▶ [Extract to read]
** BEGIN **

Pseudo Random Number Generation

Ifeanyi Ukadike · October 16, 2023

A pseudo-random number is a number that appears to be random but is generated using algorithms. These algorithms use a starting value called a seed and perform mathematical operations on it to produce a sequence of seemingly random numbers. Pseudo-random number generators (PRNGs) are widely used in computer science and simulations to mimic random behavior. Though efficient, it is important to remember that pseudo-random numbers are predictable because you always get the same value when you use the same seed value and algorithm.

It’s important to note that pseudo-random numbers should not be used for tasks that require true randomness, such as cryptographic purposes, as they can be potentially exploited by attackers who can predict the sequence based on the algorithm and seed used.

SeedLabs: Pseudo Random Number Generation Lab


Generate Encryption Key in a Wrong Way

To generate good pseudo-random numbers, we need to start with something that is random; otherwise, the outcome will be quite predictable. The below program uses the current time (epoch time) as a seed for the pseudo-random number generator.

#include <stdio.h>
#include <stdlib.h>
#include <time.h>

#define KEYSIZE 16

void main()
{
    char key[KEYSIZE];
    
    printf("epoch time = %lld\n", (long long) time(NULL));
    //srand (time(NULL));
    
    printf("pseudo-random number = ");
    for (int i = 0; i< KEYSIZE; i++){
        key[i] = rand()%256;
        printf("%.2x", (unsigned char)key[i]);
    }
    printf("\n");
}

After compiling the code and running the program, I observed the following:

  • Each time I run the program, the seed that is used (epoch time) differs.
  • Each time I run the program, the pseudo-random number that is generated is significantly different.

** END **

▶ [Box-labeled dataset extracts]

** BEGIN **

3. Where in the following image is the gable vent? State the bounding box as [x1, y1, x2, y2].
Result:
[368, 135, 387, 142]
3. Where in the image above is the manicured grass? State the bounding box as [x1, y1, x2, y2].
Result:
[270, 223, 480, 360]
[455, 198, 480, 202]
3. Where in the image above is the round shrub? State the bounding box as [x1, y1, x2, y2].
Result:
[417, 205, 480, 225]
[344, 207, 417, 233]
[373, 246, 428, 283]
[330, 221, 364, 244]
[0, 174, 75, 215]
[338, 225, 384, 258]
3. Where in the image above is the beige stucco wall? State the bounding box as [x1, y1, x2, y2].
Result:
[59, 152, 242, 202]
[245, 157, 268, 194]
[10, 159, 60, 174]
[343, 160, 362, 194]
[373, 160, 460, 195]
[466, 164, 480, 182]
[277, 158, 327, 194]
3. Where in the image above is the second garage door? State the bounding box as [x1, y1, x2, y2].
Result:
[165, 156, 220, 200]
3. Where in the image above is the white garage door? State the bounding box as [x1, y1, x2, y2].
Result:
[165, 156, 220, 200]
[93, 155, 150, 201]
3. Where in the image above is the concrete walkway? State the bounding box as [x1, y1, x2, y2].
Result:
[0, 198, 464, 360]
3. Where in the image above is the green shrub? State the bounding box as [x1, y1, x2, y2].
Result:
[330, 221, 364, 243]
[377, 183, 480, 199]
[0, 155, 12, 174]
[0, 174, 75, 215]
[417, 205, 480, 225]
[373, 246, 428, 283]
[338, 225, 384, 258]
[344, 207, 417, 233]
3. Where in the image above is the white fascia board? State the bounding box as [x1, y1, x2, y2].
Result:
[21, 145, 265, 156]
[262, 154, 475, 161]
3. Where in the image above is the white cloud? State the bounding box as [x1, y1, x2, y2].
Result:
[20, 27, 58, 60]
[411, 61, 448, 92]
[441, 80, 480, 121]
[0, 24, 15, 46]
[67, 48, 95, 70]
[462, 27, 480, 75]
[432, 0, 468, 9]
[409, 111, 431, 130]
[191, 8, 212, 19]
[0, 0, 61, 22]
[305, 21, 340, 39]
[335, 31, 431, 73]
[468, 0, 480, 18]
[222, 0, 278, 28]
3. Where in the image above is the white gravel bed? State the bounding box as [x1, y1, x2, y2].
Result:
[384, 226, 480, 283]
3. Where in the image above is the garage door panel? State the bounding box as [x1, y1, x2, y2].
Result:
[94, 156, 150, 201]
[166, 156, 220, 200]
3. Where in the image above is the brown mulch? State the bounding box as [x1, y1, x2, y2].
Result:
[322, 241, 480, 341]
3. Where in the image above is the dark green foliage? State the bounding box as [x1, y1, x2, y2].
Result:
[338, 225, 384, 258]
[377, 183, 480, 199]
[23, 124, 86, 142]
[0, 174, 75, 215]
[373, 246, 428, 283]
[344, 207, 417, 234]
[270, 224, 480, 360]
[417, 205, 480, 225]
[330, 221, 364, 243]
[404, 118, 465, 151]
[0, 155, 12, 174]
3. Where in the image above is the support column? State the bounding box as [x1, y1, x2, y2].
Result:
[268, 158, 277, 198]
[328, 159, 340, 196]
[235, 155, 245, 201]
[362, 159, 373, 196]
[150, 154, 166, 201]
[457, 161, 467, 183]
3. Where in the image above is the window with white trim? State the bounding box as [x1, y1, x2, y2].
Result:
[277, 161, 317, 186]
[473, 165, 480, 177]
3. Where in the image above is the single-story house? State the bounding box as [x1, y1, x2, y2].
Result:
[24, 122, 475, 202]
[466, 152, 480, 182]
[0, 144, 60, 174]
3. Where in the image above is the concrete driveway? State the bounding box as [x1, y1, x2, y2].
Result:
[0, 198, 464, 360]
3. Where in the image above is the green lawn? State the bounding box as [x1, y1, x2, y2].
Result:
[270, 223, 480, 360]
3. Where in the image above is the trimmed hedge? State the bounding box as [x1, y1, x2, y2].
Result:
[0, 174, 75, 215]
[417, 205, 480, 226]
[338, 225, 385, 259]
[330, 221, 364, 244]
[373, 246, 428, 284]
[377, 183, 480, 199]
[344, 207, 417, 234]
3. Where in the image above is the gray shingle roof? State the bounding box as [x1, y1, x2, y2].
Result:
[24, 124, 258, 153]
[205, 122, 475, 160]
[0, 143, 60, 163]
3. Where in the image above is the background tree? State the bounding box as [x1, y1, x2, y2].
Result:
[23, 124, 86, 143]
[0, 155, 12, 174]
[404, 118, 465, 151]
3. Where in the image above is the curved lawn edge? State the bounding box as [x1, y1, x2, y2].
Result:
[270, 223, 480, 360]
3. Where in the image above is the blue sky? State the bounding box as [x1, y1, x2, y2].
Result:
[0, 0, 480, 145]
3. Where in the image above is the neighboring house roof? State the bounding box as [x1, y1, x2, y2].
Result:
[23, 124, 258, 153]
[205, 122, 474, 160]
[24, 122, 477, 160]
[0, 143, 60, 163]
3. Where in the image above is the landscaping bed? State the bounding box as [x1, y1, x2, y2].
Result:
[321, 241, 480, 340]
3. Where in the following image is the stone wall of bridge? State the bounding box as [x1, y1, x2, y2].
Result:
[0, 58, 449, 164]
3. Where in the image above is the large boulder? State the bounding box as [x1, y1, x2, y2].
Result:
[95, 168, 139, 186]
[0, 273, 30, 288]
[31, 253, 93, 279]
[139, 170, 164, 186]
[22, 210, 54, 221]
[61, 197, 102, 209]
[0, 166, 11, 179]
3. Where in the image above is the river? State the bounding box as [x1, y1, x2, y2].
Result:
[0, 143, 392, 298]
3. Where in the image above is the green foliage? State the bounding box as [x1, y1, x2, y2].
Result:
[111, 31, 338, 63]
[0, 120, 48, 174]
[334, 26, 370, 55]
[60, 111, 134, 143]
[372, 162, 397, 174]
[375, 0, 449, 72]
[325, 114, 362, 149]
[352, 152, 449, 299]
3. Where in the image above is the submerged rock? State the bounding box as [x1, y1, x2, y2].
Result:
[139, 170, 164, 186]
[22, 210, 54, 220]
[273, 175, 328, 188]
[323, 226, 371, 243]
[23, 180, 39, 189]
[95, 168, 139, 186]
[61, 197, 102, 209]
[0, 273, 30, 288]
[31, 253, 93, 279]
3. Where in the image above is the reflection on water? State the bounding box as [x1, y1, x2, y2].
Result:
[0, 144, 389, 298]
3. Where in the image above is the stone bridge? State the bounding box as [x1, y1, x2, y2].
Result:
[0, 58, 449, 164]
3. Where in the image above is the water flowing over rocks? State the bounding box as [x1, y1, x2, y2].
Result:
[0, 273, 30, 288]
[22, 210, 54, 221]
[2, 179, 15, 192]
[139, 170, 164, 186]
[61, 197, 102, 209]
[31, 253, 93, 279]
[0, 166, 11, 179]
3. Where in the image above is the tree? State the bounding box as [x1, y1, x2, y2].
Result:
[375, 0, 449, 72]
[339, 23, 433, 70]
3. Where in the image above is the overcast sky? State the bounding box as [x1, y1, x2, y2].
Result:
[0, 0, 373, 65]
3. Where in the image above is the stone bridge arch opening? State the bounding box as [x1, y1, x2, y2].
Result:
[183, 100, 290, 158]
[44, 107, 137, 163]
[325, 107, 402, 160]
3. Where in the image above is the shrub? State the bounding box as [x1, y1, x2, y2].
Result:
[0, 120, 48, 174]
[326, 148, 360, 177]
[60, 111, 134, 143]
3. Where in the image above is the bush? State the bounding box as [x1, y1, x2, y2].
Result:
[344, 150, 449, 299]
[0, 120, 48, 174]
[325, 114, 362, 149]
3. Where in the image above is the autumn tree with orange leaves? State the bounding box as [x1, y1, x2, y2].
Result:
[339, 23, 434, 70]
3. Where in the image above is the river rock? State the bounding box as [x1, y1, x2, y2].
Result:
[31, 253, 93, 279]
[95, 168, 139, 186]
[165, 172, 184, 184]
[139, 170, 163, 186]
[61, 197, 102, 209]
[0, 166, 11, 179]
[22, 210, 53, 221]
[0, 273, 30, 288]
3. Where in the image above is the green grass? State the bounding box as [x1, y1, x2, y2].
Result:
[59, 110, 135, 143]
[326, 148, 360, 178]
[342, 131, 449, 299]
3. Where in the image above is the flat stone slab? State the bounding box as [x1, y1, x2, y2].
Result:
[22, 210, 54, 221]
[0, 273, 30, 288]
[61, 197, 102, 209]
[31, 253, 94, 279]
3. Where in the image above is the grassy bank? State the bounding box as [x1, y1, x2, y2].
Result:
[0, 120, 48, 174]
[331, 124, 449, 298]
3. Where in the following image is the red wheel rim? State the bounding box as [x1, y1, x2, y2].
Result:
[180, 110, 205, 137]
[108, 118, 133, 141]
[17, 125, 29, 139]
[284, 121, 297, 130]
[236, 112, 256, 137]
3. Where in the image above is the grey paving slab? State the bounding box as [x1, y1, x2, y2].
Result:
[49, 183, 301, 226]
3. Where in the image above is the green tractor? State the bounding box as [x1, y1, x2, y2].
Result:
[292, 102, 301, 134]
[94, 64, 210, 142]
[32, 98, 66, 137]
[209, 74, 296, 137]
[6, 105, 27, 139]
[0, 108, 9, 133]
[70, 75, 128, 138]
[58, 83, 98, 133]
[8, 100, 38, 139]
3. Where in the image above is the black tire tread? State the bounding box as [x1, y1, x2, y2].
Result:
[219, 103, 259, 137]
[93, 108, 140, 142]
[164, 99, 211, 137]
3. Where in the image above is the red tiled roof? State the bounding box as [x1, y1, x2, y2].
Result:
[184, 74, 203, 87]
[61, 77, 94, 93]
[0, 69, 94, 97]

** END **

▶ [Given exercise] Reproduce the passage of the pseudo-random number article that opens with "SeedLabs: Pseudo Random" and closes with "void main()", swapping "epoch time" for "Unix time".

▶ [Written solution]
SeedLabs: Pseudo Random Number Generation Lab


Generate Encryption Key in a Wrong Way

To generate good pseudo-random numbers, we need to start with something that is random; otherwise, the outcome will be quite predictable. The below program uses the current time (Unix time) as a seed for the pseudo-random number generator.

#include <stdio.h>
#include <stdlib.h>
#include <time.h>

#define KEYSIZE 16

void main()